BEGIN Material shown
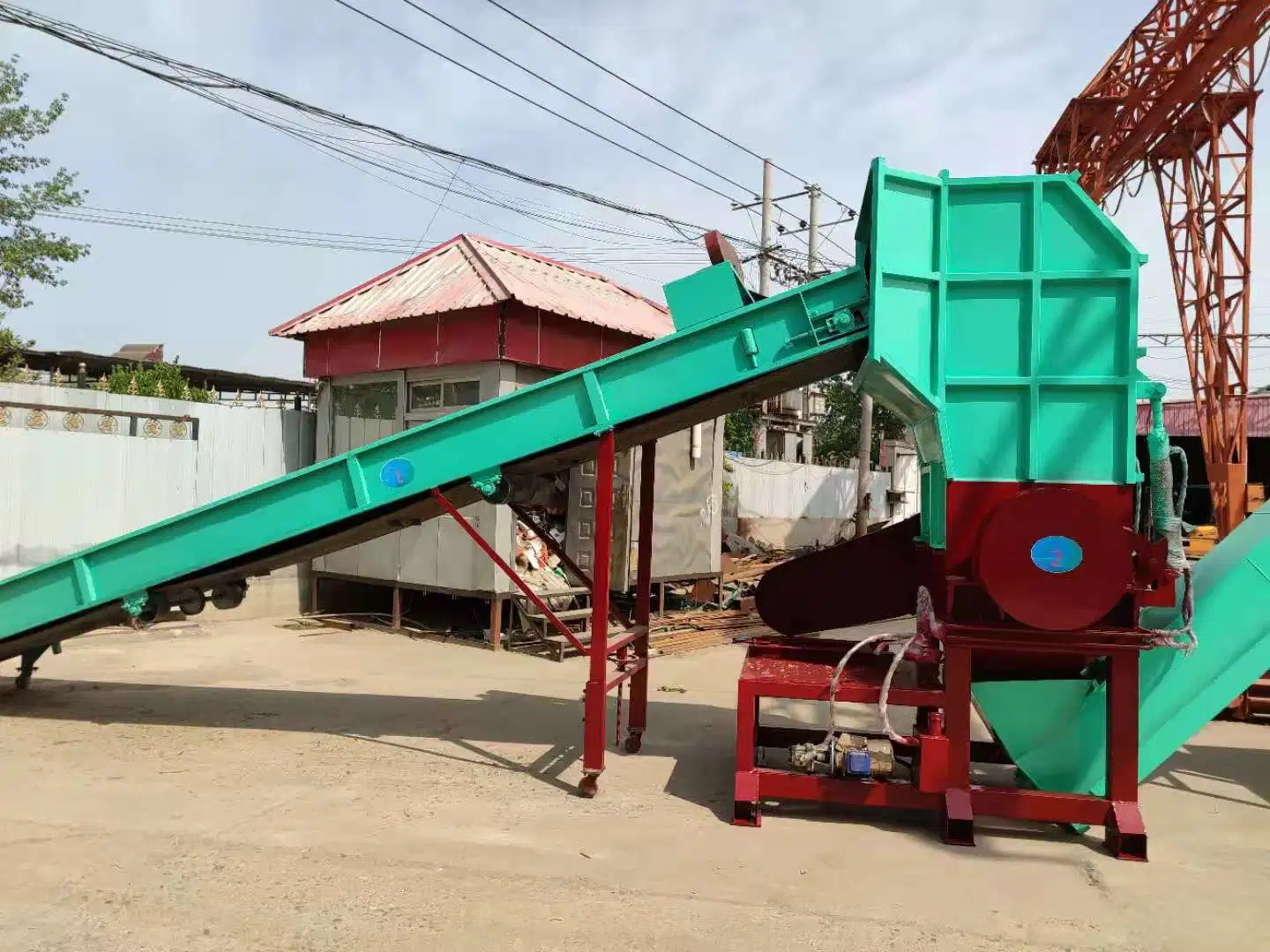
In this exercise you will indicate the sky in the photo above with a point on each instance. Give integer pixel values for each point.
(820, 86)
END Material shown
BEGIN Material shown
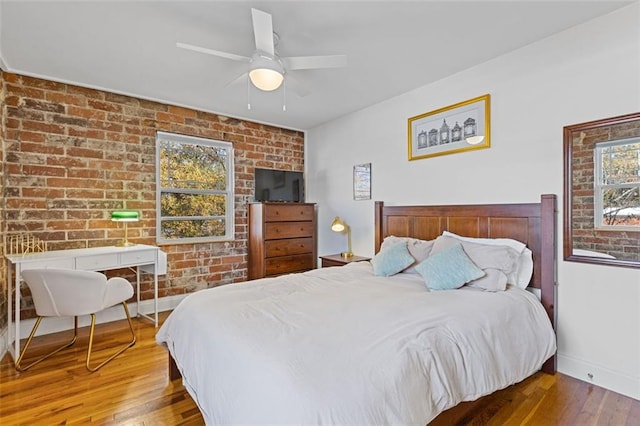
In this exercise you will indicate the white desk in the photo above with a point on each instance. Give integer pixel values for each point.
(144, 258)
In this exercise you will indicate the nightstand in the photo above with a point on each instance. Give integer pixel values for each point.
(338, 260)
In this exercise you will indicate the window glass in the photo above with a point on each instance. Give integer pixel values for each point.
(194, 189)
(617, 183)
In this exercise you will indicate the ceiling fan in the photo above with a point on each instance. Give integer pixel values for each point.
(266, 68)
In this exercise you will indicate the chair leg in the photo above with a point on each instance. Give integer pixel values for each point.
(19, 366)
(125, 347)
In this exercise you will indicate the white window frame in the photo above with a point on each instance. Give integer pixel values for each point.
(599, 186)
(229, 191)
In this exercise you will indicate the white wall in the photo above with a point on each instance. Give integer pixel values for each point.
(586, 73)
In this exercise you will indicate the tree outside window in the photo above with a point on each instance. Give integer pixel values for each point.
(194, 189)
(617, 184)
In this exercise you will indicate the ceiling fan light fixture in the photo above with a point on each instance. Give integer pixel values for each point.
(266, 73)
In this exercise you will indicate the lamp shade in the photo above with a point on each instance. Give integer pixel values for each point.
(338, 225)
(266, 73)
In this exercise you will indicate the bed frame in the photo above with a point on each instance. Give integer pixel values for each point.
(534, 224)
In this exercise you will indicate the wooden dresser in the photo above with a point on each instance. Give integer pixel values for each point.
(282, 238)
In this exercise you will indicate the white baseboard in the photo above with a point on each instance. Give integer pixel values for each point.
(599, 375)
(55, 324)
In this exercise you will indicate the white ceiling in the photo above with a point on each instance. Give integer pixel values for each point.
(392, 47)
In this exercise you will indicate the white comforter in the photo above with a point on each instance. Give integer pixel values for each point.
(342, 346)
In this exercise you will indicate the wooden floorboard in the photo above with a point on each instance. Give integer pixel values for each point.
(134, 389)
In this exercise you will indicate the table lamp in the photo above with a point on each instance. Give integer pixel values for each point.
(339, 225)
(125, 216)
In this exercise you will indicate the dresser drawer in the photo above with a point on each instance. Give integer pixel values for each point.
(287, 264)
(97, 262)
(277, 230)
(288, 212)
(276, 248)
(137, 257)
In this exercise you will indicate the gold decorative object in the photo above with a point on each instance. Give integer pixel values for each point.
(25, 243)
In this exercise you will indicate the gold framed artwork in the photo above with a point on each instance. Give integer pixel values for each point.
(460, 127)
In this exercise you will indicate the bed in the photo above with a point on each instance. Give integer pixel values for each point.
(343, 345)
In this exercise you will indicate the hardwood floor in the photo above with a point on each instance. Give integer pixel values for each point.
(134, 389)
END Material shown
What the task requires => Pull out every line of the listing above that contains the string "dresser", treating uppercase and lowercase as different.

Task result =>
In this exercise you will indicate the wooden dresser in the photo above with a point on each instance. Give integer pixel values for each point.
In this exercise you will indicate the dresser drawer in the photo above with a point on each instance. Give integer pixel values for each point.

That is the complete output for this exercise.